Required action:
This exercise calls for every line of the listing below that contains the word "horse".

*** Information supplied ***

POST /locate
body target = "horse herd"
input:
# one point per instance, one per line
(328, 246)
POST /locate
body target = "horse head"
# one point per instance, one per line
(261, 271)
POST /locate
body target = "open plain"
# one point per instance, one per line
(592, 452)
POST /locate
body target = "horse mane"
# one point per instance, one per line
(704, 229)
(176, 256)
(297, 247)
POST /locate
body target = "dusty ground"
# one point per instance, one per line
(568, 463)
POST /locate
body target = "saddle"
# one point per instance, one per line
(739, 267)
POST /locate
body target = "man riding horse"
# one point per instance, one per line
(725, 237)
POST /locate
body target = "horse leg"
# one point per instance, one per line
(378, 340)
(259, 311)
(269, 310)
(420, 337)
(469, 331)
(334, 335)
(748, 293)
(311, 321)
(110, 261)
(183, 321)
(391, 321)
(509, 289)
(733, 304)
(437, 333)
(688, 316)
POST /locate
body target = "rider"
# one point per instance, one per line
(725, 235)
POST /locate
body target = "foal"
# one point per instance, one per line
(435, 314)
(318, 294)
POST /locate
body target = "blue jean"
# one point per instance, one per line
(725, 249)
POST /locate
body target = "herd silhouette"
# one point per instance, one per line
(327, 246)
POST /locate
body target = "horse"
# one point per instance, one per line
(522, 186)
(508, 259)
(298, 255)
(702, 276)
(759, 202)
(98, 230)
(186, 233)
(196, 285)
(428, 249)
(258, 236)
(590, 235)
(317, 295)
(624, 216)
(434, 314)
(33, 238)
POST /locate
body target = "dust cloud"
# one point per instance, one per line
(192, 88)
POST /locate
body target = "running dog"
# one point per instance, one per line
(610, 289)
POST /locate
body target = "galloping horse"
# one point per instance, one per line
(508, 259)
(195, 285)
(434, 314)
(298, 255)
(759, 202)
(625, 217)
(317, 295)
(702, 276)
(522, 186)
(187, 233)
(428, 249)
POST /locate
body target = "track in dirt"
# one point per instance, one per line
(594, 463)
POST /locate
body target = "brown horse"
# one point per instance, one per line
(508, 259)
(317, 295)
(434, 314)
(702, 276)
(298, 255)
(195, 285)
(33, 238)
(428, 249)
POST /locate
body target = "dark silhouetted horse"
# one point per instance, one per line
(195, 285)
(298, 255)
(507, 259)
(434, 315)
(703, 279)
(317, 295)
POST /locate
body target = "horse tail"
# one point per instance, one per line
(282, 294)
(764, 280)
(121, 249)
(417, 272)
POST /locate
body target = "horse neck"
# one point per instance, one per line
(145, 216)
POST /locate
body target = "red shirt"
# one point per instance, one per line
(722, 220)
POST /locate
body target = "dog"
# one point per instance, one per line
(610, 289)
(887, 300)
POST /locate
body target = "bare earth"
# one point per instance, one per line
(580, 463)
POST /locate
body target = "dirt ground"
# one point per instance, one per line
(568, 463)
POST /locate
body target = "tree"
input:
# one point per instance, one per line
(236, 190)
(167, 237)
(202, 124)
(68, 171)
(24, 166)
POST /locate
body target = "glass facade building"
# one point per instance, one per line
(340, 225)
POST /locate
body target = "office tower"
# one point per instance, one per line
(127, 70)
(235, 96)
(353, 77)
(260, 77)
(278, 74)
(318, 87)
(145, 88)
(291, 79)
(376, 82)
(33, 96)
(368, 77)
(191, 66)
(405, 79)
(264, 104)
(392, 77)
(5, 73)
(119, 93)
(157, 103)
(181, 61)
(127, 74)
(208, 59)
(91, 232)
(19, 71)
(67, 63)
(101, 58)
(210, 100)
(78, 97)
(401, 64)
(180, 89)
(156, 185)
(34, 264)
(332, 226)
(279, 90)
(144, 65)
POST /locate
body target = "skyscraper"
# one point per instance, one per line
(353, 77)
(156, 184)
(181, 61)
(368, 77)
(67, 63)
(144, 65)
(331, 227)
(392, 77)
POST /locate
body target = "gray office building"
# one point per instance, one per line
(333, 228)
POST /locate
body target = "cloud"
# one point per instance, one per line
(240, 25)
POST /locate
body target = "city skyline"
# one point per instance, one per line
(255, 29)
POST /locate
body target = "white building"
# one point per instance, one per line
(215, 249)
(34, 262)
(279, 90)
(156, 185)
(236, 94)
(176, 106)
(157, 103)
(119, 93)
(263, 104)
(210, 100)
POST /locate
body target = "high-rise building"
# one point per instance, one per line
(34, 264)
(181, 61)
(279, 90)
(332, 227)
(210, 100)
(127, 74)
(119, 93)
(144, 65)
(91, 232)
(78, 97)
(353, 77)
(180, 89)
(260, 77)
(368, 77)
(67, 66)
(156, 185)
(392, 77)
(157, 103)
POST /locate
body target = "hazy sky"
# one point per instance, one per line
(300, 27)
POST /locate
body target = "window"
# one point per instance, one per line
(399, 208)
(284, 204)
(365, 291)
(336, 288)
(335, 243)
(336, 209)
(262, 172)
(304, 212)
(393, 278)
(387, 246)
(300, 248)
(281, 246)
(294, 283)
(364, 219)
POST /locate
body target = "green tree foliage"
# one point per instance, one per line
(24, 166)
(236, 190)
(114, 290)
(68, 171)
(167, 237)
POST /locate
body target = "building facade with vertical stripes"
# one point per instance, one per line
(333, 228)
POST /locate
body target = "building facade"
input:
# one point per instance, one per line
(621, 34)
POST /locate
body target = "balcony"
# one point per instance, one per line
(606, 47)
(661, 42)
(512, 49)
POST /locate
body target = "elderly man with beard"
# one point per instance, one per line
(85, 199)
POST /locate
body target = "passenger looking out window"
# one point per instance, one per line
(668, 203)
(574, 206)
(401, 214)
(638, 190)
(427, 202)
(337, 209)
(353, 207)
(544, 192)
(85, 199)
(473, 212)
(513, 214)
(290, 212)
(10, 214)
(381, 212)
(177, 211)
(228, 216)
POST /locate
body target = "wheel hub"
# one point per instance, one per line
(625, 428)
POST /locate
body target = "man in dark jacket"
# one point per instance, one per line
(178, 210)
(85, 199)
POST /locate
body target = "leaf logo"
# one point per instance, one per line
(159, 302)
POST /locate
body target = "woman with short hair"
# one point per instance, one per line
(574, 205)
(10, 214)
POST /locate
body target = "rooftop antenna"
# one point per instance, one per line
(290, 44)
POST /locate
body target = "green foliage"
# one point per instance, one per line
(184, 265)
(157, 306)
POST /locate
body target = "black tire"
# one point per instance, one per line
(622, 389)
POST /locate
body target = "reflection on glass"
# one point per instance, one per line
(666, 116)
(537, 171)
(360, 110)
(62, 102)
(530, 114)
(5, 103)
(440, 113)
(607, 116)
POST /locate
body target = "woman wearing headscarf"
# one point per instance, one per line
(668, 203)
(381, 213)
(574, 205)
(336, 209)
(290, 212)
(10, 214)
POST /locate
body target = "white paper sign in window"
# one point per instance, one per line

*** End of Information supplied ***

Answer section:
body target = "horse herd"
body target = "horse head"
body target = "horse mane"
body target = "man riding horse"
body target = "horse leg"
body target = "horse"
body target = "galloping horse"
body target = "brown horse"
body target = "dark silhouetted horse"
body target = "horse tail"
body target = "horse neck"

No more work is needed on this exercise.